Fifth, coalition politics and values politics a generation ago are very different than they are today. The Obama supporters of the current generation saw Obama as a more articulate and important "Jewish" values leader than Netanyahu. That speaks volumes about how Jewish coalition politics may form--if at all--in the next generation. And here J Street has a role to play as well.

Finally, I closed with a couple interesting thoughts from Rashi about this week's Torah portion, Lech Lecha, in which Abraham receives his call to inherit the Land of Israel. "Go forth from your land, from your birthplace, from your father's house, to the land that I will show you." The ultimate Zionist text.

Soon after the call, Rashi reminds us, Abraham goes into Shechem, where he offers a prayer that Jacob's sons should be victorious in battle against the residents there. But Rashi also reminds us that Torah was prophesied in Alon Moreh, which the rabbis understand as Shechem as well. In other words, Defense of Land and Torah are intertwined; one can't escape either the "birthright" or the moral obligation to be righteous in the pursuit of a home.

So I shared a re-reading of the text, in which the "land," "birthplace," and "father's house" of the text could be understood as challenging our own willingness to move beyond only the inherited narrative and add to it our aspirations for a righteous and just encounter with others who make a claim on the Land. Yes, God gave us the Land in the Torah narrative--on condition that we live there righteously. Articulating both visions can be a way forward for J Street, 18 months in to its own political action--so young and already having an impact on how we American Jews talk about Israel.


Mama Bee said...

Really interesting. Two comments:

I think you rightly identify the idea of "Jewish peoplehood" as a cornerstone of engagement for younger generations. Particularly in North America, we need to stop focusing so much on the differences of affiliation. Instead we should be reorienting Jewish education and outreach to emphasize our common heritage, traditions and values -- and the importance of all kinds of observance. If young people understand that there is a spectrum of ideas related to Judaism and Israel that can be embraced, they will feel more connected whatever their opinions. This is particularly true with regard to Israel, where the issues are so complex that no one way of thinking can keep everyone in the fold.

Supplied material:
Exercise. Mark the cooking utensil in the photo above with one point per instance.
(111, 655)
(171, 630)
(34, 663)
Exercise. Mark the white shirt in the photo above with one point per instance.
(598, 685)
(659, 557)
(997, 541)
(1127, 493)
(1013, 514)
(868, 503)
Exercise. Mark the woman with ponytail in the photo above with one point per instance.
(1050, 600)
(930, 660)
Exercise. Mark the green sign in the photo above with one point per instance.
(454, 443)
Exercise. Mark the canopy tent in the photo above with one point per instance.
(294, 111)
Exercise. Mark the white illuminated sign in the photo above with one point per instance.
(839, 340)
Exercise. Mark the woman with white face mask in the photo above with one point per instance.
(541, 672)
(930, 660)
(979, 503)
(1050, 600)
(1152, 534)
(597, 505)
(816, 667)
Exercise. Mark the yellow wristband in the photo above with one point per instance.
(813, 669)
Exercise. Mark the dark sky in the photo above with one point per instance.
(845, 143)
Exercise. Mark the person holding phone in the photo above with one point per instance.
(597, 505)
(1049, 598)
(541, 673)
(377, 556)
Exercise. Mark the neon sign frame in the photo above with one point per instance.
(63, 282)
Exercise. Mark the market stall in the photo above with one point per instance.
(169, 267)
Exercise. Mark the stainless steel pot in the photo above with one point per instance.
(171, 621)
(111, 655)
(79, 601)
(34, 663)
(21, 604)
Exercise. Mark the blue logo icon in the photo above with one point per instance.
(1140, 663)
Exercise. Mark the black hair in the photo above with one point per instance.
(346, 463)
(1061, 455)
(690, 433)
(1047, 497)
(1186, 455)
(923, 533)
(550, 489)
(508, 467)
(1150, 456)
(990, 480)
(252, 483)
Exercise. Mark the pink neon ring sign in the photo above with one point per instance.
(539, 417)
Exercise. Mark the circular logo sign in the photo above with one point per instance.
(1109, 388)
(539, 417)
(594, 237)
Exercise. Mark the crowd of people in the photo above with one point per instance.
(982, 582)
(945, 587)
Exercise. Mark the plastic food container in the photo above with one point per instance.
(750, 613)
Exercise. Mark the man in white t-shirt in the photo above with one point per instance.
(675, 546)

Task statement:
Copy the excerpt from "I think you" to "in the fold.", substituting "the United States" for "North America". The entries above are not required for the work that follows the excerpt.

Answer for the task:
I think you rightly identify the idea of "Jewish peoplehood" as a cornerstone of engagement for younger generations. Particularly in the United States, we need to stop focusing so much on the differences of affiliation. Instead we should be reorienting Jewish education and outreach to emphasize our common heritage, traditions and values -- and the importance of all kinds of observance. If young people understand that there is a spectrum of ideas related to Judaism and Israel that can be embraced, they will feel more connected whatever their opinions. This is particularly true with regard to Israel, where the issues are so complex that no one way of thinking can keep everyone in the fold.